─── Available data ───
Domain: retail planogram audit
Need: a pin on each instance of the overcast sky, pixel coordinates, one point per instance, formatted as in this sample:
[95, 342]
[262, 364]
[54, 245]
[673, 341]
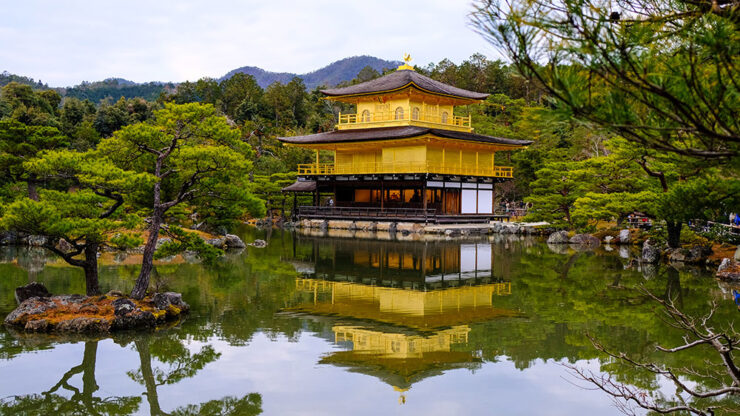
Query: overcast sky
[65, 42]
───
### What you have to do:
Reproduce the records above word for word, omitting the pictures.

### Response for this exercise:
Domain: retail planogram audit
Need: a pin on each instance of the overcast sky, pixel coordinates, one point per instance, formatted as in this sample:
[95, 342]
[262, 364]
[54, 245]
[673, 341]
Query: overcast sky
[65, 42]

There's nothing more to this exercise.